[Exercise objective] Turn every line of the rows below into a Markdown table with the columns No. and Line. Number each line and leave out the blank ones.

[Provided records]
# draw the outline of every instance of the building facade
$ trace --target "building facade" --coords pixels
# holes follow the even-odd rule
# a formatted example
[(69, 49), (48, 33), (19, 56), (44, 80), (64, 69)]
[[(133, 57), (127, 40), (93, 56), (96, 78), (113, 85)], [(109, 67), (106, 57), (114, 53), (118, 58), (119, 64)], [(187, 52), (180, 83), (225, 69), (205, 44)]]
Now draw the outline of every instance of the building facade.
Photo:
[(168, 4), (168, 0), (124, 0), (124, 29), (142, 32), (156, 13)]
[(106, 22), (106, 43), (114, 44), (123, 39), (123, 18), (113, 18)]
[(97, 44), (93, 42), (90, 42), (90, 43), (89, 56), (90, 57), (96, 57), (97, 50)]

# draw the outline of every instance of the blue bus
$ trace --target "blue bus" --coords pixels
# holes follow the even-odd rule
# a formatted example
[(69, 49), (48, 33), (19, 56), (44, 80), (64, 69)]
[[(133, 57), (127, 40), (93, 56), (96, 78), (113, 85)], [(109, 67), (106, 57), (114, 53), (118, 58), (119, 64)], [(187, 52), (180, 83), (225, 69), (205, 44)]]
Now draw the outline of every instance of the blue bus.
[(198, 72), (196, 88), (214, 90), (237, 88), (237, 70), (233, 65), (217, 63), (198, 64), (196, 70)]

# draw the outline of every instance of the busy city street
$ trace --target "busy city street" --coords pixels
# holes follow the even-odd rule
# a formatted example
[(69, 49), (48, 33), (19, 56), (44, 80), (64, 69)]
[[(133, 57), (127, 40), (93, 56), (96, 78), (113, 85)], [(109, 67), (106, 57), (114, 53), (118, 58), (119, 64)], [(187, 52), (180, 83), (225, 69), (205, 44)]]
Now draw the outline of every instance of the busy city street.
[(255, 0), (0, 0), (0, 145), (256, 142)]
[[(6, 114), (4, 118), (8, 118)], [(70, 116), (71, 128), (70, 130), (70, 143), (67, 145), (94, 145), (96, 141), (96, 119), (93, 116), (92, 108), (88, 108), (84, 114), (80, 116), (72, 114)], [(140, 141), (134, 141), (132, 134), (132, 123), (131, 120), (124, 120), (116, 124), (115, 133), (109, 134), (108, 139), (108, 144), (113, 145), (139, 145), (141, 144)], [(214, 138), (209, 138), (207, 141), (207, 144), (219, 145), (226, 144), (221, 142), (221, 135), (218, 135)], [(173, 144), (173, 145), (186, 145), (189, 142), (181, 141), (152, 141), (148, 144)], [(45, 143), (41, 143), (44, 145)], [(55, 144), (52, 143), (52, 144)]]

[Response to the exercise]
| No. | Line |
|---|---|
| 1 | # draw the outline of every instance of the building facade |
| 2 | $ trace --target "building facade" --coords pixels |
| 3 | # holes follow the even-odd rule |
| 4 | # a formatted example |
| 5 | [(69, 49), (48, 33), (19, 56), (44, 80), (64, 69)] |
| 6 | [[(133, 57), (127, 40), (93, 56), (96, 78), (113, 85)], [(109, 67), (106, 57), (114, 53), (118, 58), (119, 64)], [(187, 52), (180, 83), (225, 69), (205, 44)]] |
| 7 | Now draw the outline of every instance of the building facade. |
| 8 | Photo: |
| 9 | [(168, 4), (168, 0), (124, 0), (124, 29), (142, 32), (156, 13)] |
| 10 | [(106, 22), (106, 43), (114, 44), (123, 39), (123, 18), (113, 18)] |
| 11 | [(97, 44), (93, 42), (90, 42), (90, 43), (89, 56), (90, 57), (96, 57), (97, 50)] |
| 12 | # draw the outline of every instance of the blue bus |
| 13 | $ trace --target "blue bus" --coords pixels |
| 14 | # holes follow the even-odd rule |
| 15 | # a formatted example |
| 16 | [(69, 49), (48, 33), (19, 56), (44, 80), (64, 69)] |
| 17 | [[(133, 57), (127, 40), (93, 56), (96, 78), (113, 85)], [(109, 67), (106, 57), (114, 53), (118, 58), (119, 64)], [(187, 52), (180, 83), (225, 69), (205, 44)]] |
| 18 | Now draw the outline of every instance of the blue bus. |
| 19 | [(198, 72), (196, 88), (214, 90), (237, 88), (237, 70), (233, 65), (217, 63), (198, 64), (196, 70)] |
| 20 | # draw the outline of every instance of the busy city street |
| 21 | $ trace --target "busy city street" --coords pixels |
| 22 | # holes follow the even-odd rule |
| 23 | # a formatted example |
| 24 | [(69, 49), (48, 33), (19, 56), (44, 80), (64, 69)] |
| 25 | [[(133, 57), (127, 40), (93, 56), (96, 78), (113, 85)], [(109, 67), (106, 57), (114, 53), (118, 58), (119, 64)], [(187, 52), (180, 83), (225, 69), (205, 44)]] |
| 26 | Now draw the outline of every instance of the busy city street. |
| 27 | [(255, 0), (0, 0), (0, 145), (256, 142)] |
| 28 | [[(6, 114), (4, 118), (8, 118)], [(70, 116), (71, 128), (70, 130), (70, 143), (67, 145), (94, 145), (96, 141), (96, 119), (93, 116), (92, 108), (88, 108), (84, 114), (80, 116), (72, 114)], [(140, 141), (134, 141), (132, 134), (132, 123), (131, 120), (124, 120), (116, 124), (115, 133), (109, 134), (108, 139), (108, 144), (113, 145), (139, 145), (141, 144)], [(214, 138), (209, 138), (207, 141), (207, 144), (219, 145), (226, 144), (221, 142), (221, 135), (218, 135)], [(173, 144), (173, 145), (186, 145), (189, 142), (181, 141), (152, 141), (148, 144)], [(45, 143), (41, 143), (44, 145)], [(55, 144), (52, 143), (52, 144)]] |